- Exercise description: Within the listing below, how many lines include the string "exact"? Reply with only the number.

- Supplied data:
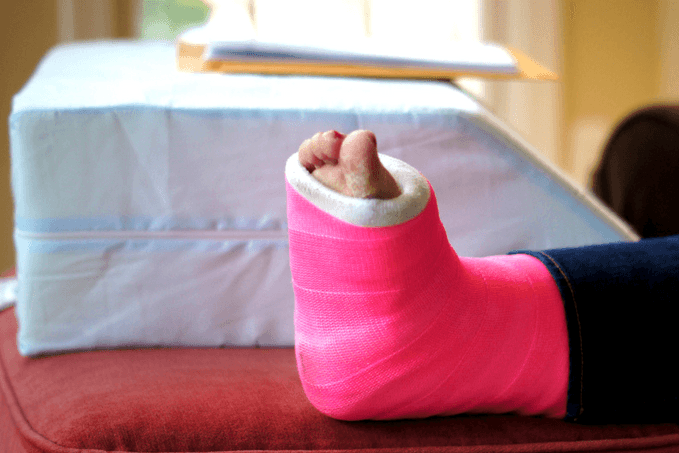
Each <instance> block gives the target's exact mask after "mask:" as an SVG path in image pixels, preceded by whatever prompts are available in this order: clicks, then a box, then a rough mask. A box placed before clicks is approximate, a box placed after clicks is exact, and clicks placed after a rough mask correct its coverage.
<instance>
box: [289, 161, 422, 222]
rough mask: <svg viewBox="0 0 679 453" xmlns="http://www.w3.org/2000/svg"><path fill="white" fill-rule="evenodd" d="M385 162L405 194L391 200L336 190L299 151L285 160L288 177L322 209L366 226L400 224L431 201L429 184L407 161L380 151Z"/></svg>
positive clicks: (409, 219) (306, 194) (334, 214)
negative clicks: (302, 157) (320, 175)
mask: <svg viewBox="0 0 679 453" xmlns="http://www.w3.org/2000/svg"><path fill="white" fill-rule="evenodd" d="M379 157H380V161H381V162H382V165H384V167H385V168H386V169H387V170H388V171H389V172H390V173H391V175H392V176H393V177H394V179H395V180H396V183H397V184H398V185H399V187H400V189H401V195H399V196H398V197H396V198H392V199H389V200H380V199H363V198H354V197H348V196H346V195H343V194H341V193H339V192H336V191H334V190H332V189H330V188H328V187H327V186H325V185H323V184H322V183H321V182H319V181H318V180H317V179H316V178H314V177H313V176H312V175H311V173H309V171H308V170H307V169H306V168H304V167H303V166H302V165H301V164H300V163H299V156H298V153H295V154H293V155H292V156H290V158H289V159H288V161H287V162H286V164H285V177H286V178H287V179H288V182H289V183H290V185H292V187H294V188H295V190H297V192H298V193H299V194H300V195H302V196H303V197H304V198H306V199H307V200H308V201H310V202H311V203H312V204H313V205H314V206H316V207H317V208H319V209H321V210H322V211H324V212H326V213H328V214H330V215H332V216H334V217H336V218H338V219H340V220H344V221H345V222H348V223H351V224H353V225H357V226H364V227H385V226H391V225H398V224H400V223H404V222H407V221H408V220H410V219H412V218H414V217H416V216H417V215H418V214H419V213H420V212H422V210H423V209H424V208H425V206H427V202H428V201H429V195H430V193H429V184H428V183H427V180H426V179H425V177H424V176H422V174H421V173H420V172H418V171H417V170H416V169H415V168H413V167H411V166H410V165H408V164H407V163H405V162H403V161H401V160H398V159H396V158H393V157H391V156H387V155H384V154H380V155H379Z"/></svg>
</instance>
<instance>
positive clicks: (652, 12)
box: [560, 0, 667, 185]
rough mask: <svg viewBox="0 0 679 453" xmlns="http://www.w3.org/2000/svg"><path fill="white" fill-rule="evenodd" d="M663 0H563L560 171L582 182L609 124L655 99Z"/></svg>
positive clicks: (659, 68) (600, 149)
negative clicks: (561, 107) (562, 106)
mask: <svg viewBox="0 0 679 453" xmlns="http://www.w3.org/2000/svg"><path fill="white" fill-rule="evenodd" d="M662 6H667V5H666V4H664V3H663V0H615V1H612V0H564V1H563V2H562V17H563V35H564V36H563V74H562V76H563V78H562V84H563V85H562V87H563V99H564V106H563V109H564V115H563V118H564V120H563V121H564V129H563V130H564V137H563V149H564V153H563V154H562V155H563V159H561V162H560V164H561V165H562V166H563V168H564V170H566V171H567V172H568V173H570V174H571V175H573V176H574V177H575V179H576V180H578V181H580V182H581V183H583V184H585V185H586V184H588V183H589V177H590V172H591V170H592V169H593V167H594V166H595V165H596V163H597V162H598V159H599V155H600V154H599V153H600V150H601V146H603V145H604V142H605V139H606V138H607V136H608V135H609V134H610V132H611V130H612V128H614V127H615V125H616V124H617V123H618V122H619V121H620V120H621V119H622V118H623V117H624V116H626V115H627V114H628V113H630V112H631V111H633V110H634V109H636V108H638V107H641V106H644V105H648V104H649V103H653V102H655V101H656V100H657V99H658V98H659V96H660V92H659V87H660V81H661V67H662V65H661V49H662V48H663V45H665V44H666V43H663V42H662V40H661V36H660V31H659V30H660V24H661V23H662V20H663V13H662V11H661V7H662Z"/></svg>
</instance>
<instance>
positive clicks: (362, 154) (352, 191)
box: [339, 130, 401, 199]
mask: <svg viewBox="0 0 679 453" xmlns="http://www.w3.org/2000/svg"><path fill="white" fill-rule="evenodd" d="M339 165H340V166H341V167H342V170H343V172H344V175H345V180H346V184H347V189H348V192H349V193H348V194H349V195H351V196H354V197H361V198H384V199H387V198H394V197H397V196H398V195H400V193H401V191H400V189H399V187H398V184H397V183H396V181H395V180H394V178H393V176H392V175H391V174H390V173H389V172H388V171H387V169H386V168H384V166H383V165H382V163H381V162H380V159H379V156H378V154H377V139H376V138H375V134H373V133H372V132H371V131H367V130H358V131H354V132H352V133H351V134H349V135H347V137H346V138H345V139H344V142H343V143H342V146H341V148H340V157H339Z"/></svg>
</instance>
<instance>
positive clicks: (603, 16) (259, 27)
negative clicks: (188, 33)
mask: <svg viewBox="0 0 679 453" xmlns="http://www.w3.org/2000/svg"><path fill="white" fill-rule="evenodd" d="M206 2H207V3H210V4H211V5H212V8H213V9H214V18H215V20H218V21H219V24H220V26H222V27H228V28H232V29H234V30H243V31H245V32H252V33H254V34H256V35H257V36H260V37H267V38H274V39H275V38H276V37H291V36H295V37H305V36H308V37H313V36H316V35H318V34H322V33H333V34H346V35H352V36H357V35H363V36H373V37H383V38H389V37H402V36H403V35H404V34H405V33H407V34H408V36H412V37H414V38H416V39H421V40H422V41H423V42H425V43H426V42H427V41H428V40H481V41H490V42H498V43H501V44H504V45H506V46H509V47H512V48H516V49H518V50H521V51H523V52H524V53H525V54H528V55H529V56H531V57H533V58H534V59H535V60H537V61H538V62H540V63H541V64H542V65H544V66H546V67H547V68H549V69H551V70H552V71H554V72H556V73H558V74H559V76H560V80H559V82H551V83H535V82H518V81H512V82H483V81H477V80H462V81H460V84H461V85H462V86H463V87H464V88H465V89H467V90H469V91H470V92H471V93H473V94H474V95H475V96H476V97H477V98H479V99H480V100H481V101H482V102H483V103H484V104H485V105H486V106H487V107H488V108H489V109H490V110H492V111H493V112H494V113H495V114H497V115H498V116H499V117H500V118H501V119H503V120H504V121H505V122H506V123H508V124H509V125H510V126H511V127H513V128H514V129H515V130H517V131H518V132H519V133H520V134H521V135H523V136H524V137H525V138H526V140H527V141H528V142H530V143H531V144H533V145H534V146H535V147H536V148H537V149H538V150H540V151H541V152H542V153H543V154H544V156H545V157H546V158H547V159H549V160H550V161H551V162H552V163H554V164H555V165H557V166H558V167H560V168H561V169H562V170H563V171H564V172H565V173H566V174H568V175H570V176H571V178H572V179H573V180H574V181H575V182H576V183H577V184H579V185H580V186H582V187H588V186H589V185H590V179H591V173H592V170H593V169H594V167H595V166H596V164H597V163H598V160H599V158H600V153H601V149H602V146H603V145H604V142H605V140H606V138H607V137H608V135H609V134H610V133H611V131H612V129H613V128H614V127H615V125H616V124H617V123H618V122H619V121H620V120H621V119H622V118H623V117H624V116H626V115H627V114H628V113H630V112H631V111H633V110H634V109H637V108H639V107H642V106H645V105H649V104H657V103H673V102H676V101H677V100H678V99H679V80H678V79H677V77H679V40H678V37H677V33H678V31H677V30H678V28H677V27H676V24H678V23H679V1H672V0H459V1H450V0H212V1H207V0H206ZM2 10H3V14H1V15H0V39H2V42H4V43H5V44H4V45H3V46H1V47H0V58H1V61H2V64H0V80H1V81H2V83H1V84H0V117H2V118H4V121H5V125H6V124H7V122H6V121H7V118H8V116H9V114H10V111H11V101H12V96H13V95H14V94H15V93H16V92H18V91H19V90H20V89H21V87H22V86H23V85H24V83H25V82H26V81H27V80H28V78H29V77H30V75H31V73H32V72H33V70H34V69H35V67H36V65H37V64H38V62H39V61H40V58H41V57H42V56H43V55H44V54H45V53H46V52H47V51H48V50H49V49H50V48H51V47H53V46H55V45H58V44H61V43H66V42H71V41H80V40H93V39H162V40H173V39H175V37H176V36H177V35H178V34H179V33H181V32H182V31H183V30H185V29H187V28H188V27H191V26H195V25H197V24H201V23H203V22H204V21H205V20H206V19H207V17H208V15H209V14H210V9H209V8H208V6H207V5H206V3H204V2H202V1H200V0H41V1H39V2H38V1H26V2H5V4H4V6H3V7H2ZM9 174H10V160H9V138H8V131H7V127H6V126H4V127H2V128H0V209H2V212H3V214H4V215H3V216H2V217H0V271H2V270H4V269H7V268H10V267H11V266H13V265H14V248H13V241H12V228H13V224H12V222H13V221H12V213H13V206H12V197H11V191H10V179H9Z"/></svg>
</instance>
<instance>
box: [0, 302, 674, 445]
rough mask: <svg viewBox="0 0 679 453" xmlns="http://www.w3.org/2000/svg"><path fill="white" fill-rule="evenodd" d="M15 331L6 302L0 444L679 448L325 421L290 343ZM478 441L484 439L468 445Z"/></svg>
mask: <svg viewBox="0 0 679 453" xmlns="http://www.w3.org/2000/svg"><path fill="white" fill-rule="evenodd" d="M15 338H16V321H15V317H14V310H11V309H10V310H5V311H4V312H1V313H0V348H1V349H0V367H1V369H0V384H1V386H0V387H1V389H2V392H1V393H0V400H2V401H0V451H2V452H19V453H21V452H31V453H34V452H60V453H61V452H69V453H75V452H80V451H86V450H87V451H88V452H93V451H102V450H103V451H112V450H113V451H138V452H141V451H156V452H170V451H172V452H198V451H201V452H206V451H210V452H226V451H242V450H265V451H266V450H292V451H298V450H324V449H325V450H333V451H345V450H352V451H355V450H364V451H367V450H371V449H376V448H382V449H386V450H382V451H394V452H398V451H409V452H415V451H432V448H431V447H435V446H438V447H450V448H440V449H436V451H440V452H448V451H450V452H453V451H454V452H472V451H474V452H478V451H489V452H490V451H502V452H524V451H531V452H538V451H580V450H583V451H584V450H586V451H632V450H633V451H653V452H661V451H662V452H670V451H679V425H676V424H662V425H643V426H642V425H636V426H614V425H612V426H579V425H575V424H570V423H566V422H563V421H560V420H548V419H540V418H530V417H518V416H460V417H446V418H431V419H426V420H408V421H395V422H341V421H337V420H333V419H330V418H328V417H326V416H324V415H322V414H320V413H319V412H318V411H316V409H314V408H313V407H312V406H311V404H309V402H308V401H307V399H306V397H305V396H304V393H303V392H302V388H301V385H300V382H299V378H298V376H297V370H296V368H295V358H294V354H293V351H292V350H291V349H145V350H141V349H136V350H114V351H90V352H79V353H70V354H62V355H56V356H48V357H41V358H25V357H22V356H20V355H19V353H18V352H17V348H16V340H15ZM479 445H485V446H486V447H484V448H482V449H480V450H479V449H478V448H475V447H473V446H479ZM455 446H467V447H465V448H461V449H459V448H452V447H455ZM490 446H495V447H492V448H491V447H490ZM64 447H68V448H64ZM372 451H374V450H372Z"/></svg>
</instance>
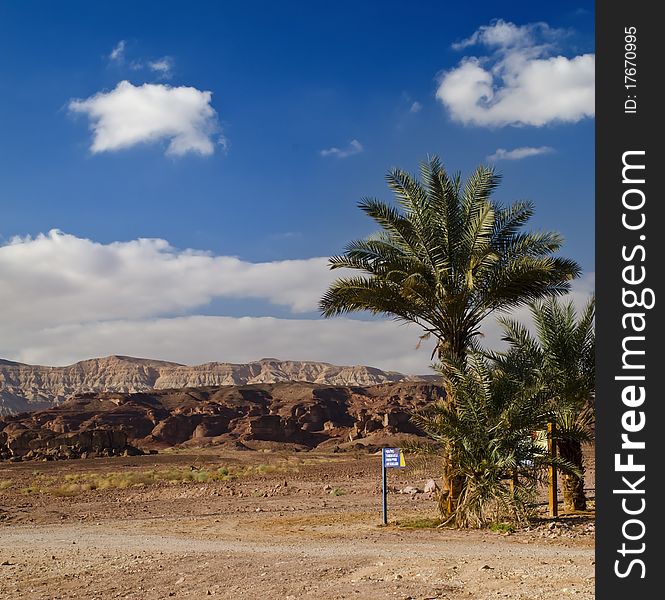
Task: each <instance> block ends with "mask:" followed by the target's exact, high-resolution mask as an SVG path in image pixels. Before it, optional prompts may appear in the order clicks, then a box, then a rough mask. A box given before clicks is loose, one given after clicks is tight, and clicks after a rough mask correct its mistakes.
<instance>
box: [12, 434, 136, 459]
mask: <svg viewBox="0 0 665 600" xmlns="http://www.w3.org/2000/svg"><path fill="white" fill-rule="evenodd" d="M123 454H124V455H135V454H142V451H141V450H139V449H138V448H135V447H133V446H130V445H129V444H128V443H127V435H126V434H125V433H124V432H123V431H120V430H117V429H87V430H84V431H78V432H74V433H62V434H58V433H55V432H54V431H52V430H50V429H30V428H27V427H10V428H5V430H4V431H0V459H10V460H30V459H42V460H61V459H67V458H82V457H83V458H86V457H88V456H119V455H123Z"/></svg>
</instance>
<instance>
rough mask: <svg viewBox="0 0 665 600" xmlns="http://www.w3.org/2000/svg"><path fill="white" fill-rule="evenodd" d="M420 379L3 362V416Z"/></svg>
mask: <svg viewBox="0 0 665 600" xmlns="http://www.w3.org/2000/svg"><path fill="white" fill-rule="evenodd" d="M414 379H415V380H419V379H422V378H418V377H410V376H406V375H403V374H401V373H397V372H394V371H382V370H380V369H376V368H373V367H364V366H353V367H339V366H335V365H331V364H328V363H321V362H305V361H280V360H277V359H273V358H264V359H262V360H259V361H255V362H250V363H247V364H233V363H218V362H212V363H206V364H203V365H196V366H187V365H181V364H178V363H173V362H165V361H158V360H149V359H142V358H132V357H128V356H109V357H105V358H94V359H91V360H84V361H81V362H77V363H75V364H73V365H69V366H66V367H45V366H34V365H27V364H22V363H16V362H11V361H7V360H0V416H2V415H11V414H16V413H20V412H25V411H34V410H40V409H44V408H49V407H52V406H54V405H56V404H58V403H61V402H64V401H66V400H67V399H69V398H71V397H72V396H73V395H74V394H78V393H86V392H122V393H132V392H147V391H149V390H153V389H175V388H185V387H202V386H222V385H246V384H255V383H277V382H283V381H306V382H310V383H317V384H324V385H334V386H368V385H376V384H380V383H394V382H397V381H406V380H414Z"/></svg>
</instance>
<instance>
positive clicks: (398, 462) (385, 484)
mask: <svg viewBox="0 0 665 600" xmlns="http://www.w3.org/2000/svg"><path fill="white" fill-rule="evenodd" d="M405 466H406V464H405V463H404V454H403V453H402V451H401V450H400V449H399V448H382V449H381V479H382V485H381V495H382V496H383V524H384V525H387V524H388V498H387V496H388V485H387V481H386V469H399V468H400V467H405Z"/></svg>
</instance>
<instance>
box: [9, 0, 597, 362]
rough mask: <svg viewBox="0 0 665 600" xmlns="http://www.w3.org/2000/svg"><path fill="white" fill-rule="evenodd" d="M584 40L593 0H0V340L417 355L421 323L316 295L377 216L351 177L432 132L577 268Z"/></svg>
mask: <svg viewBox="0 0 665 600" xmlns="http://www.w3.org/2000/svg"><path fill="white" fill-rule="evenodd" d="M414 4H415V6H414ZM593 51H594V49H593V4H591V3H584V2H576V3H566V2H559V3H552V4H551V5H550V4H546V5H539V4H536V3H532V2H530V3H526V2H525V3H520V2H511V3H505V4H503V5H500V4H498V3H491V2H487V3H482V2H476V3H474V4H468V5H460V4H459V3H455V4H450V5H446V4H444V3H441V2H419V3H408V2H385V1H384V2H366V3H359V2H353V3H352V2H337V3H334V5H332V4H330V3H323V2H321V3H318V2H317V3H295V2H281V3H269V2H243V3H219V2H201V3H193V4H192V3H184V2H141V3H135V2H132V3H130V2H113V3H89V2H66V3H45V2H6V1H0V75H1V76H0V92H1V93H0V131H1V132H2V133H1V134H0V165H1V166H0V175H1V176H0V207H1V208H2V219H1V220H0V244H1V245H2V246H1V247H0V280H2V288H3V289H4V290H5V291H4V292H2V293H3V294H4V296H5V298H4V303H12V304H13V305H14V306H16V305H17V302H18V304H21V306H20V307H18V308H16V310H15V314H14V313H12V314H11V315H10V316H6V317H5V318H4V319H5V320H4V322H0V330H2V329H4V331H3V334H2V335H0V338H1V339H0V356H3V357H5V358H10V359H14V360H23V361H26V362H42V363H46V364H65V363H67V362H71V361H73V360H77V359H81V358H85V357H89V356H93V355H103V354H111V353H122V354H140V355H145V356H151V357H155V358H164V359H171V360H178V361H180V362H188V363H194V362H202V361H207V360H220V361H224V360H235V361H241V360H249V359H251V358H260V357H261V356H265V355H277V356H279V357H281V358H293V359H313V360H329V361H330V362H338V363H340V362H343V363H345V364H349V363H357V362H362V363H365V364H373V365H375V366H379V367H384V368H399V369H400V370H410V371H414V370H418V371H425V370H426V369H427V363H428V352H420V353H416V352H415V351H414V349H413V347H414V345H415V342H414V339H415V340H416V341H417V332H414V330H410V329H408V328H396V326H395V325H394V324H392V323H389V322H386V323H384V322H380V323H379V322H373V323H365V322H363V323H362V324H358V323H357V322H356V321H352V322H348V320H342V321H339V322H335V321H333V322H327V323H326V324H323V323H321V322H319V318H318V314H317V313H316V310H315V308H314V307H315V300H316V297H317V296H318V295H319V294H320V291H322V289H323V288H325V285H326V284H327V282H329V281H330V275H329V274H328V273H327V269H326V268H325V260H324V258H325V257H327V256H330V255H331V254H336V253H339V252H340V251H341V250H342V248H343V246H344V245H345V243H346V242H348V241H349V240H351V239H354V238H357V237H362V236H364V235H367V234H369V233H371V232H372V231H373V227H372V224H371V222H369V220H368V219H367V218H366V217H364V216H363V215H362V213H361V212H360V211H359V210H358V209H357V207H356V204H357V202H358V200H359V199H360V198H361V197H362V196H377V197H380V198H383V199H386V200H387V199H389V198H390V195H389V192H388V190H387V188H386V186H385V182H384V175H385V172H386V171H387V169H388V168H390V167H393V166H399V167H402V168H405V169H407V170H411V171H415V170H416V169H417V166H418V163H419V161H421V160H422V159H424V158H425V157H426V155H427V154H438V155H439V156H440V157H441V158H442V160H443V162H444V163H445V165H446V166H447V168H448V169H449V170H451V171H456V170H461V171H462V172H463V173H468V172H469V171H470V170H471V169H472V168H473V167H475V166H476V165H477V164H479V163H481V162H484V163H487V162H491V163H494V164H495V165H496V168H497V170H498V171H500V172H501V173H502V174H503V177H504V180H503V183H502V185H501V187H500V188H499V190H498V191H497V193H496V198H497V199H498V200H501V201H503V202H505V203H508V202H512V201H514V200H517V199H525V198H526V199H531V200H533V201H534V202H535V204H536V216H535V218H534V219H533V222H532V227H533V228H546V229H554V230H557V231H559V232H561V233H562V234H563V235H564V237H565V239H566V244H565V246H564V251H563V254H565V255H567V256H569V257H572V258H575V259H576V260H577V261H578V262H579V263H580V264H581V265H582V268H583V269H584V271H585V273H586V274H587V276H586V278H585V279H584V281H583V282H581V283H580V284H579V286H578V287H579V291H580V293H581V294H584V293H586V292H588V291H589V289H590V288H591V287H592V279H591V278H592V273H593V270H594V256H593V239H594V231H593V210H594V188H593V182H594V153H593V148H594V130H593V128H594V120H593V100H592V99H591V100H589V98H590V96H589V94H590V93H591V94H592V88H593ZM555 63H556V64H555ZM488 77H489V79H490V82H489V84H488V83H487V78H488ZM529 77H530V79H529ZM121 82H127V83H124V84H123V83H121ZM479 86H480V88H482V89H484V90H485V93H486V92H487V89H490V90H491V93H492V94H493V97H492V98H491V99H488V98H482V97H481V94H482V92H479V91H478V90H479V89H480V88H479ZM483 86H485V87H483ZM487 86H489V87H487ZM589 90H591V92H590V91H589ZM474 94H475V95H474ZM543 99H544V103H543V104H540V101H542V100H543ZM137 115H138V116H137ZM54 229H55V230H58V231H59V232H60V233H57V232H53V233H51V234H49V231H52V230H54ZM146 239H147V240H152V241H143V242H142V241H140V240H146ZM156 240H160V241H156ZM233 261H236V262H235V263H234V262H233ZM174 265H178V267H177V268H174ZM213 278H216V279H217V281H216V282H215V283H214V284H213V283H210V282H211V280H212V279H213ZM146 282H149V283H150V285H149V286H148V283H146ZM317 286H318V287H317ZM178 288H179V289H178ZM282 288H283V289H282ZM188 290H189V291H190V292H191V293H190V294H189V295H188V294H187V291H188ZM114 296H115V297H116V301H115V302H113V301H111V300H110V299H109V298H112V297H114ZM19 299H20V302H19ZM360 318H362V317H360ZM362 328H365V329H364V330H363V331H362V333H358V330H359V329H362ZM372 328H373V329H372ZM350 332H355V333H357V334H358V339H357V340H354V341H353V342H351V340H348V334H349V333H350ZM363 336H364V337H363ZM305 339H306V340H307V343H304V341H303V340H305ZM344 340H347V342H346V343H345V342H344ZM385 347H390V348H391V350H390V352H388V351H387V350H384V349H381V350H379V349H377V348H385Z"/></svg>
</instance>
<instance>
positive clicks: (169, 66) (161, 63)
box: [148, 56, 173, 79]
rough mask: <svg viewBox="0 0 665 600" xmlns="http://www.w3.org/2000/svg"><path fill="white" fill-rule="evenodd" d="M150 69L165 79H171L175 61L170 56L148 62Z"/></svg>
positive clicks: (148, 67) (159, 75) (164, 56)
mask: <svg viewBox="0 0 665 600" xmlns="http://www.w3.org/2000/svg"><path fill="white" fill-rule="evenodd" d="M148 68H149V69H150V70H151V71H154V72H155V73H157V74H158V75H159V76H160V77H161V78H163V79H169V78H170V77H171V74H172V73H171V71H172V69H173V59H172V58H171V57H170V56H163V57H162V58H158V59H157V60H151V61H148Z"/></svg>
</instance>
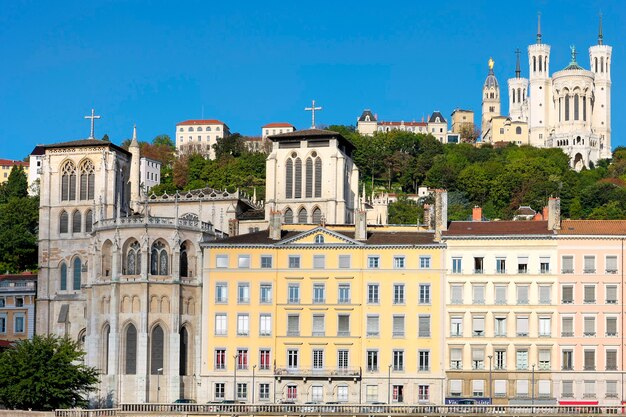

- Solution for this task: 2